OBJECTIVE A: Please duplicate the passage on LNMF below, starting at "where α and" and ending at "element by element.".

SOURCE EXCERPT:
In the optimization process, only non-negative constraints are imposed without local constraint to W. The learned bases are redundant, and the samples cannot be decomposed into individual components. Nevertheless, the LNMF can solve this problem, where three constraints are added: (i) The base should be indivisible, so the sum of squares of elements in the base should be as small as possible. (ii) The bases should be as orthogonal as possible to reduce redundant information. (iii) It is hoped that the most important information in the original data will be retained in W, and the sum of squares of H column elements will be as large as possible. Define U = W^TW and V = HH^T, then the optimization function of LNMF is expressed as follows:

\begin{array}{l} min_{W, H} D ((X | | W H) + α \sum_{i, j} u_{i j} - β \sum_{i} v_{i i}) & (6) \end{array}

where α and β are constants >0. LNMF iteratively solves Equations (7–9).

\begin{array}{l} H = \sqrt{H * (W^{T} \frac{D}{W H})} & (7) \end{array}

\begin{array}{l} w_{k l} = \frac{{(W * (\frac{D}{W H} H^{T}))}_{k l}}{\sum_{j} h_{l j}} & (8) \end{array}

\begin{array}{l} w_{k l} = \frac{w_{k l}}{\sum_{k} w_{k l}} & (9) \end{array}

where “product” means Hadamad product and “division” means matrix division calculation element by element.

The base matrix W obtained from LNMF is shown in Figure 3. It can be seen that each base is sparse, only representing the small area of the face. The microexpression is composed of these areas, which further verifies that LNMF is suitable for microexpression feature extraction. The columns of H are the extracted features. We use LNMF for the three RoIs of human face, that is, left/right eyes and mouth, respectively. Finally, we concatenate the three H as the features of samples. The advantage is that we can choose different feature dimensions for eyes and mouth to extract more sufficient features for face action. Obviously, more complex movement pattern of eyes corresponds to a higher dimension.

OBJECTIVE B: Extract every line from the entries below that contains the string "flag", matching case.

DATA IN THIS EXERCISE:
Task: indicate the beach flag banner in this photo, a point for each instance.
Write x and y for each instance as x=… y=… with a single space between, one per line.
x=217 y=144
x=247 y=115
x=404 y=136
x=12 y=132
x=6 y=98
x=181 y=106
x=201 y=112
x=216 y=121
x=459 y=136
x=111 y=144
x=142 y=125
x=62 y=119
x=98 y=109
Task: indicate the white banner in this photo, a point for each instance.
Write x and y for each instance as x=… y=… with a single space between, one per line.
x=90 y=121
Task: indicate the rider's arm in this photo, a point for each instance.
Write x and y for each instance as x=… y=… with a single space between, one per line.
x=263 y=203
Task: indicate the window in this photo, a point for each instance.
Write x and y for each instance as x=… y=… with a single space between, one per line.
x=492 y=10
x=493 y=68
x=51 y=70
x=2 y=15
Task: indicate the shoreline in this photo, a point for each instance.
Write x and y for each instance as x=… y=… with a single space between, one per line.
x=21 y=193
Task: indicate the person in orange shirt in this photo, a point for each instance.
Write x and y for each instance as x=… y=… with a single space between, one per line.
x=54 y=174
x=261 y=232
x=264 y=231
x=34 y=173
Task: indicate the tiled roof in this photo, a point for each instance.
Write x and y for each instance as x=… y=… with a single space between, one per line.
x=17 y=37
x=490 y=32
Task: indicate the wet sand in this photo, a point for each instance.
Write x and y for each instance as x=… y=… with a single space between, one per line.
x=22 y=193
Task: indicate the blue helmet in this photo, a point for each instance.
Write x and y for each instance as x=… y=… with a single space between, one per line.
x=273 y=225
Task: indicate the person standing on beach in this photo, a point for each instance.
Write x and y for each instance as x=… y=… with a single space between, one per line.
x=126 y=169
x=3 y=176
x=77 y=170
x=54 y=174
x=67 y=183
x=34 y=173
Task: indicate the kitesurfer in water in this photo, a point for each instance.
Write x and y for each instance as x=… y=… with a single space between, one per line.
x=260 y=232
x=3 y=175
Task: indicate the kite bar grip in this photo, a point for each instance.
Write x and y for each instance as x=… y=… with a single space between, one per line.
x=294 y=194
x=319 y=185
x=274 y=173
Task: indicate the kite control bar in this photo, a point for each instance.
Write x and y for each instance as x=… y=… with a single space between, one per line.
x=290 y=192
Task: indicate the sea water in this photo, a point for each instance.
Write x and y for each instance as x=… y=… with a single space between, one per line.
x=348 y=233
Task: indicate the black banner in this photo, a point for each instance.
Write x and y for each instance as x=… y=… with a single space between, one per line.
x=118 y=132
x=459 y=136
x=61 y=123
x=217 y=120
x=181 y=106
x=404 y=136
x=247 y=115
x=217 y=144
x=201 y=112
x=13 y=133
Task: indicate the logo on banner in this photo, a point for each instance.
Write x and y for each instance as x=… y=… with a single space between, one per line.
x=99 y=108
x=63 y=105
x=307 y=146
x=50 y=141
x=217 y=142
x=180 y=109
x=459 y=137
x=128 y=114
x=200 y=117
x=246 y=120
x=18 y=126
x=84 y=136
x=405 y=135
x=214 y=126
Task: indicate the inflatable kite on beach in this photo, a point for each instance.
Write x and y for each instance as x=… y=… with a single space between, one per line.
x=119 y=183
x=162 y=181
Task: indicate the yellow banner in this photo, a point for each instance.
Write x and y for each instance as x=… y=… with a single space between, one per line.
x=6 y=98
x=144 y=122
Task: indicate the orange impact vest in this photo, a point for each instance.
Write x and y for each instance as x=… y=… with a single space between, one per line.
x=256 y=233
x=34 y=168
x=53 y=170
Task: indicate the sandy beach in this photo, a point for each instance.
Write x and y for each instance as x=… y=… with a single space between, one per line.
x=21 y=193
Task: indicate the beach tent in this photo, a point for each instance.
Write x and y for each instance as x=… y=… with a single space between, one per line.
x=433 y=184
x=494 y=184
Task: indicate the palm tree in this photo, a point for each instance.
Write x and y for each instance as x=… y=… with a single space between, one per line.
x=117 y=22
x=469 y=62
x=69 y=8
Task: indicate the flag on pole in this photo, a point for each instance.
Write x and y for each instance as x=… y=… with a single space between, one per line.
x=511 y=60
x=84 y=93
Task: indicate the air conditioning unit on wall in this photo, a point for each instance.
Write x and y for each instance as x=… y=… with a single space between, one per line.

COMPLETE ANSWER A:
where α and β are constants >0. LNMF iteratively solves Equations (7–9).

\begin{array}{l} H = \sqrt{H * (W^{T} \frac{D}{W H})} & (7) \end{array}

\begin{array}{l} w_{k l} = \frac{{(W * (\frac{D}{W H} H^{T}))}_{k l}}{\sum_{j} h_{l j}} & (8) \end{array}

\begin{array}{l} w_{k l} = \frac{w_{k l}}{\sum_{k} w_{k l}} & (9) \end{array}

where “product” means Hadamad product and “division” means matrix division calculation element by element.

COMPLETE ANSWER B:
Task: indicate the beach flag banner in this photo, a point for each instance.
Task: indicate the flag on pole in this photo, a point for each instance.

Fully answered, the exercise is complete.